What you are asked to do => Scan the entries for the word "green" and return every line that has it.

··· Input data

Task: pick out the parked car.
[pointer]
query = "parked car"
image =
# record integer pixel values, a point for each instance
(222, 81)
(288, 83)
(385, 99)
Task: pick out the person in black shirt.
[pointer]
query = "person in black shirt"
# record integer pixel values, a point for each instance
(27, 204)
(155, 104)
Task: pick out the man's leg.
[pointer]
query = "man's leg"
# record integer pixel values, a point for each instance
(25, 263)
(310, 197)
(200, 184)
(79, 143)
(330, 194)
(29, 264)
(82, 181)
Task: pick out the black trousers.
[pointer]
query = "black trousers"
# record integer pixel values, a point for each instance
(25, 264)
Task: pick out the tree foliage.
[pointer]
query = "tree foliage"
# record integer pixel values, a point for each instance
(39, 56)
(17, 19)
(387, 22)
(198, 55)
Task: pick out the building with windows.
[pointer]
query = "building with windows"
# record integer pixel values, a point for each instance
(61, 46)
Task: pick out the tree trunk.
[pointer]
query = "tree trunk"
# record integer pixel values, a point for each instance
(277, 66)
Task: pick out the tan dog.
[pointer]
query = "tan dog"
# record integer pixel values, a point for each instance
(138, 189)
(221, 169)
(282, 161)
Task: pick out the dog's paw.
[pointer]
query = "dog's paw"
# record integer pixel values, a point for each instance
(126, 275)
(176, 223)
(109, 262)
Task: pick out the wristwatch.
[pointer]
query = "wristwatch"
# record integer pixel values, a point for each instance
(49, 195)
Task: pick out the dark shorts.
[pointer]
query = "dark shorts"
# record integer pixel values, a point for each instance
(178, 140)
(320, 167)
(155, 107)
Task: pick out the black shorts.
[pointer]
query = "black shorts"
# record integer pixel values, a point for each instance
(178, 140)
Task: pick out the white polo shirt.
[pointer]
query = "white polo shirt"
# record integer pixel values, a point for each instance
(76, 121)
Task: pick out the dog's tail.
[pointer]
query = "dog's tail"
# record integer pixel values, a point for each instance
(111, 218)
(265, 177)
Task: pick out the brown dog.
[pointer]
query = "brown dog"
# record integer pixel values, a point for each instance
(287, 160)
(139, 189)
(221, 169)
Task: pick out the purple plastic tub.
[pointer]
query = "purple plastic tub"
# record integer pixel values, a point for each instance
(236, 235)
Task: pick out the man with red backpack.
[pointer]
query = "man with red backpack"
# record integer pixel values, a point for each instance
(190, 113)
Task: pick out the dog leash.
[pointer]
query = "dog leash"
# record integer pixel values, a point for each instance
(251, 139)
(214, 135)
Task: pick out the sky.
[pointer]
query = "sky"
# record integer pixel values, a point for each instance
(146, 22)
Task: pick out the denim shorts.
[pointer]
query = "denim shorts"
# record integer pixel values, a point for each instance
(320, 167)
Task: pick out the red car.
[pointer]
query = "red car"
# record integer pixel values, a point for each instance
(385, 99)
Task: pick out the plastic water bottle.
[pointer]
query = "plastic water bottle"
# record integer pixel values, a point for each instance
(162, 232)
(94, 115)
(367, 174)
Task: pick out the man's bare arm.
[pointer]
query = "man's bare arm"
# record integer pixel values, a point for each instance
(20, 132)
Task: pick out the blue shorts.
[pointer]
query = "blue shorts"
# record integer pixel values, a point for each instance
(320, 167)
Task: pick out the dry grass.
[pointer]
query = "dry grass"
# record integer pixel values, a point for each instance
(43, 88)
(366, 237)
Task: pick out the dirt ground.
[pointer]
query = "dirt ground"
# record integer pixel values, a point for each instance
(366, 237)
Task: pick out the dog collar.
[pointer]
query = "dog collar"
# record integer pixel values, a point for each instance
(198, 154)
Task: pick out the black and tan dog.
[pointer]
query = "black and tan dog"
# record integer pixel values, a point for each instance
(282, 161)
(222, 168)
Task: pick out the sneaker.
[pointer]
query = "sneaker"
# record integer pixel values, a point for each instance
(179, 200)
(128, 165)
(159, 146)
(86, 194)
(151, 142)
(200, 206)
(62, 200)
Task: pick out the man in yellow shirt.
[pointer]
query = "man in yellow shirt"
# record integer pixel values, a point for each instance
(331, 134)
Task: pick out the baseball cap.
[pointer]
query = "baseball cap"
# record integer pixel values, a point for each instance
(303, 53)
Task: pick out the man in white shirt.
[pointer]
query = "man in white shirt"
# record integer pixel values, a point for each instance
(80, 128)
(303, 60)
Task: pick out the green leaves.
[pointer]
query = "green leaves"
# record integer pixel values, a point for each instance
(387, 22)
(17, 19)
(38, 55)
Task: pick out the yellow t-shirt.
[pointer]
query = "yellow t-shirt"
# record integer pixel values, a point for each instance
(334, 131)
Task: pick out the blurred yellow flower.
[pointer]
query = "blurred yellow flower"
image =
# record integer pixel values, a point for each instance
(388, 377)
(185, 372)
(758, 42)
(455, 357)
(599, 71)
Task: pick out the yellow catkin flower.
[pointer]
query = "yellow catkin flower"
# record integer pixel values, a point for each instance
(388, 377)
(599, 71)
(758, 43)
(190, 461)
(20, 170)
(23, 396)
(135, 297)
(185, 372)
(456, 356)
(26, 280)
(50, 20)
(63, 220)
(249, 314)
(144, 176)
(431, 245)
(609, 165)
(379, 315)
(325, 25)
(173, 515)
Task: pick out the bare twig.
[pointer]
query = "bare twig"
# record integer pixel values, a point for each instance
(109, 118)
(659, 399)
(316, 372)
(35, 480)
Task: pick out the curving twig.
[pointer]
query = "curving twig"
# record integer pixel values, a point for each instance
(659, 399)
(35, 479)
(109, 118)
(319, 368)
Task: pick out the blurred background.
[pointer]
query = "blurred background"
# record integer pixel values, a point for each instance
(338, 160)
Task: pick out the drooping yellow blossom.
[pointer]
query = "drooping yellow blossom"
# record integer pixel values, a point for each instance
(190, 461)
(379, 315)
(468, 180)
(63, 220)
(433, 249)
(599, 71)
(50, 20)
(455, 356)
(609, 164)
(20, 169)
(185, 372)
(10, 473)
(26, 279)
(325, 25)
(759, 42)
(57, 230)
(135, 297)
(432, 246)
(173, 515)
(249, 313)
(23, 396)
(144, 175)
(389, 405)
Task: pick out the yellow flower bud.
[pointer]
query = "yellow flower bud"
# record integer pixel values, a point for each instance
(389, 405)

······

Reply to the exercise =>
Task: pick out the green leaves.
query = "green leaves"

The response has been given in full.